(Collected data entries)
..............................

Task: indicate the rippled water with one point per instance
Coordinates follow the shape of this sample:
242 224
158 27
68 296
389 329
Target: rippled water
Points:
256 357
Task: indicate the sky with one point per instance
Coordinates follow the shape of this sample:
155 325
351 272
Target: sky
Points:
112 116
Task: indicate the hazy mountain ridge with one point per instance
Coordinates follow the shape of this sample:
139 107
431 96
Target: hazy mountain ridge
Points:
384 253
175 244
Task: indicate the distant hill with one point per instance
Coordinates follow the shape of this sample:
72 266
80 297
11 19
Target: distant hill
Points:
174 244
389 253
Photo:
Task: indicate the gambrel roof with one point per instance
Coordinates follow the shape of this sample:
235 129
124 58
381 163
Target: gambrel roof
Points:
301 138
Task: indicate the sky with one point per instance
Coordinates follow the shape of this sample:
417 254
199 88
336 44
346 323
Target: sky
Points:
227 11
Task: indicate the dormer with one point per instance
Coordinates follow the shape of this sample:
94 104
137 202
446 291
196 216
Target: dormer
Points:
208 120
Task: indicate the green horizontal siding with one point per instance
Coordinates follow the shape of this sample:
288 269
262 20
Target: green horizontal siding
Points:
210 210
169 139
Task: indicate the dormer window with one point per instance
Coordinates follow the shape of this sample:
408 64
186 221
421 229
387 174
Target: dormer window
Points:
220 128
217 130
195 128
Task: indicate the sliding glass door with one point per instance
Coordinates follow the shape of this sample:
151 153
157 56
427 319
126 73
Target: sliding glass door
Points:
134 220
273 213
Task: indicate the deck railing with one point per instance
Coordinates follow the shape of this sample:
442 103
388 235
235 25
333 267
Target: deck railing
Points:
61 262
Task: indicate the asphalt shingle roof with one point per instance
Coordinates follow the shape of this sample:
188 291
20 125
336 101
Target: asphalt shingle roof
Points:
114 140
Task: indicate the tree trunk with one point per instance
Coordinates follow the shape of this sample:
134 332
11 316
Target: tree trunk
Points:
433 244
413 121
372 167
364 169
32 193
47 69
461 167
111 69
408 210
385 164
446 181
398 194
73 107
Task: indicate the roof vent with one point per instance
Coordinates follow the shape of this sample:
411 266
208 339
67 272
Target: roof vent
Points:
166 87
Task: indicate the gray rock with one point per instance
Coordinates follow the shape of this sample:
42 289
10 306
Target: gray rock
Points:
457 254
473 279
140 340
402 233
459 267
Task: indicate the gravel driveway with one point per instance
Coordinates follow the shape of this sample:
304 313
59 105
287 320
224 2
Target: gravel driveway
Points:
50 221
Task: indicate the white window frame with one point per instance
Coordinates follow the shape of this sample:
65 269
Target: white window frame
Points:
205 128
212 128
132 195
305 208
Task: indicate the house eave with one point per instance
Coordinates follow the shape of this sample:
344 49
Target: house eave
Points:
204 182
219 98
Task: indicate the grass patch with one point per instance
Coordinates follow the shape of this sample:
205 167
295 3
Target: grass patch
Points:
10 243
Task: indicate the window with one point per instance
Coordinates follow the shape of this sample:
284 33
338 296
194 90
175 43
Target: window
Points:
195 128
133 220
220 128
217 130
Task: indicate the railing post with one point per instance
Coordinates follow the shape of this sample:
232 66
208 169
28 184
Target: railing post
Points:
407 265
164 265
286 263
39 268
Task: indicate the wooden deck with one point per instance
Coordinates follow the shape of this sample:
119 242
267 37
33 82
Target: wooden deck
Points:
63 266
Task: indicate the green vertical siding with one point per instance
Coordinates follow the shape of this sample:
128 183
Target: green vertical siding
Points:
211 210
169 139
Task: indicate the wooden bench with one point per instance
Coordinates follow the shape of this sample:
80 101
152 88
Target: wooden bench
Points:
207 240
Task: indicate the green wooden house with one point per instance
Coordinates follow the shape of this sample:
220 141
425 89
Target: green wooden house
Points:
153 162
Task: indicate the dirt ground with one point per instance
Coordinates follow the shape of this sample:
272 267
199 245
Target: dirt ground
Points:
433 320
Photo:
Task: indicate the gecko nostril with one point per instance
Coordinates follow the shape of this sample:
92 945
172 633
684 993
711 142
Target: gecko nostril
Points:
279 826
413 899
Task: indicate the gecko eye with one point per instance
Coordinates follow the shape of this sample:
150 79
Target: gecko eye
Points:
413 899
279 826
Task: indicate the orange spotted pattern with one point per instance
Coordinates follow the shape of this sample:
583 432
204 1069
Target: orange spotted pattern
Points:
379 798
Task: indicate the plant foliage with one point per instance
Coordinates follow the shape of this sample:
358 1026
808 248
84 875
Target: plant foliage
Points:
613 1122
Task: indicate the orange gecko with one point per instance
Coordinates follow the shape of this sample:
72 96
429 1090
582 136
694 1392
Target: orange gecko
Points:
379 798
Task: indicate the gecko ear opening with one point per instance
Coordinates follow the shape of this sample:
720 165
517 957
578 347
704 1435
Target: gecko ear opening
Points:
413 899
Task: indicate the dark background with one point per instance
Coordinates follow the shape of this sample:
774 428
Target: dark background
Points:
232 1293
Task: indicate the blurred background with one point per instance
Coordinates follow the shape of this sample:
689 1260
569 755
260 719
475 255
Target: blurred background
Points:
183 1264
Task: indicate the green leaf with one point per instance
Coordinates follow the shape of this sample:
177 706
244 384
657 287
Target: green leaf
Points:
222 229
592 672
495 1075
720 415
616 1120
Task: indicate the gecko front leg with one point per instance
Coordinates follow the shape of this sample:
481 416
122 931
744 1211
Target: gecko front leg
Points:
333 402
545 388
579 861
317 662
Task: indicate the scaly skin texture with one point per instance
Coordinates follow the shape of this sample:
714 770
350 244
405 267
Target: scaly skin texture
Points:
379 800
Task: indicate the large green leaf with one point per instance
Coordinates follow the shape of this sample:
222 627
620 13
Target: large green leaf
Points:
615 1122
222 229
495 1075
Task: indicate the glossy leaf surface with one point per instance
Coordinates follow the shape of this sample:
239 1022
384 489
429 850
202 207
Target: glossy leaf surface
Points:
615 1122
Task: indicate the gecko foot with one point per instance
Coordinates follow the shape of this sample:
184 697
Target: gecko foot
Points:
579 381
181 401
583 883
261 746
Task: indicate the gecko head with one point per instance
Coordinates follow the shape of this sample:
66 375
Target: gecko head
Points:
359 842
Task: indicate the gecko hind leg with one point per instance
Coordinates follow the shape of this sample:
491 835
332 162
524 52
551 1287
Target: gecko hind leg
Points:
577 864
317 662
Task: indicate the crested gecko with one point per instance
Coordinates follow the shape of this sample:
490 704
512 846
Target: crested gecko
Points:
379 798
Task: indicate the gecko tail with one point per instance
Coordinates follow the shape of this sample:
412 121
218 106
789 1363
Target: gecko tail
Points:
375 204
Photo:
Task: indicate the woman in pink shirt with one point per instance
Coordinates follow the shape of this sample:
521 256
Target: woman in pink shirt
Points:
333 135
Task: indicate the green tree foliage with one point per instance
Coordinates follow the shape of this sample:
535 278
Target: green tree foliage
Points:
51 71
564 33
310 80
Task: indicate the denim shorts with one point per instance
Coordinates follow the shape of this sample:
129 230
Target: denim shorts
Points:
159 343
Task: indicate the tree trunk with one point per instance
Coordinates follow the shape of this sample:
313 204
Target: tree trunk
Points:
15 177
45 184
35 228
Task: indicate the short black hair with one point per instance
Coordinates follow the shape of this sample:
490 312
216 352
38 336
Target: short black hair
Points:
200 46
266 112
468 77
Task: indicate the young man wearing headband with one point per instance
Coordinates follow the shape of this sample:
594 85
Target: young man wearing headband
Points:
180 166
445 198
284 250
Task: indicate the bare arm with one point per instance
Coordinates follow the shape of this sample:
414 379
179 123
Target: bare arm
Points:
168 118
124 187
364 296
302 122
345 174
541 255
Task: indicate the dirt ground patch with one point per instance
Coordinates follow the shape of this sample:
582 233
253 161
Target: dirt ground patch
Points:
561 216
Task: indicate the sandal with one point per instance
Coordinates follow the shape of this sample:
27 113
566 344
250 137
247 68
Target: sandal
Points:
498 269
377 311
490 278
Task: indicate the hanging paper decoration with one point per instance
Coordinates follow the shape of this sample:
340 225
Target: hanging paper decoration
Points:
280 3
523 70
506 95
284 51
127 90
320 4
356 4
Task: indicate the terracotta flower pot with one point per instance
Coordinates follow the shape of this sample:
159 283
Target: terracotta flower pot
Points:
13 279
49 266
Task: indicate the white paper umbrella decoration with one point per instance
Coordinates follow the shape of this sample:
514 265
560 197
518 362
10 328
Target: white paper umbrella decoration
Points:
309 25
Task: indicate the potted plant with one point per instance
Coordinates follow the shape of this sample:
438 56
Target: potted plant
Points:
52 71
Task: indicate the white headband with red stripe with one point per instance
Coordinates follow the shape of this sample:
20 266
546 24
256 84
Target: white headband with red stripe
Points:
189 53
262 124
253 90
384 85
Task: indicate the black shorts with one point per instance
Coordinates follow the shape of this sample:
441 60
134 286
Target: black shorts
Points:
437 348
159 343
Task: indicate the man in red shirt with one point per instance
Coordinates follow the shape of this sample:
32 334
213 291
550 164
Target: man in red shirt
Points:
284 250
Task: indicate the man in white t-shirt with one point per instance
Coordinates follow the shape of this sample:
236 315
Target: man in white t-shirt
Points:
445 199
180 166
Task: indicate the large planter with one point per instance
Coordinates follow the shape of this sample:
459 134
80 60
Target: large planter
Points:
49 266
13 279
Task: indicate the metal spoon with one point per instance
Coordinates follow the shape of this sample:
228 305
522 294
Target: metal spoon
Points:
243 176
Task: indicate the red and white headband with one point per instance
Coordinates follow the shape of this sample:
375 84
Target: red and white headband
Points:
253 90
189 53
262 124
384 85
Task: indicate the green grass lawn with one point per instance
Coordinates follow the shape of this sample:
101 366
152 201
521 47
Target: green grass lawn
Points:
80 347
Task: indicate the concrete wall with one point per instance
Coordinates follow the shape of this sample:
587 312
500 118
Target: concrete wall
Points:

..............................

— Description of the task —
From the records above, return each line where "spoon" occurs.

— Task answer —
Task: indicate the metal spoon with one point per instance
Target: metal spoon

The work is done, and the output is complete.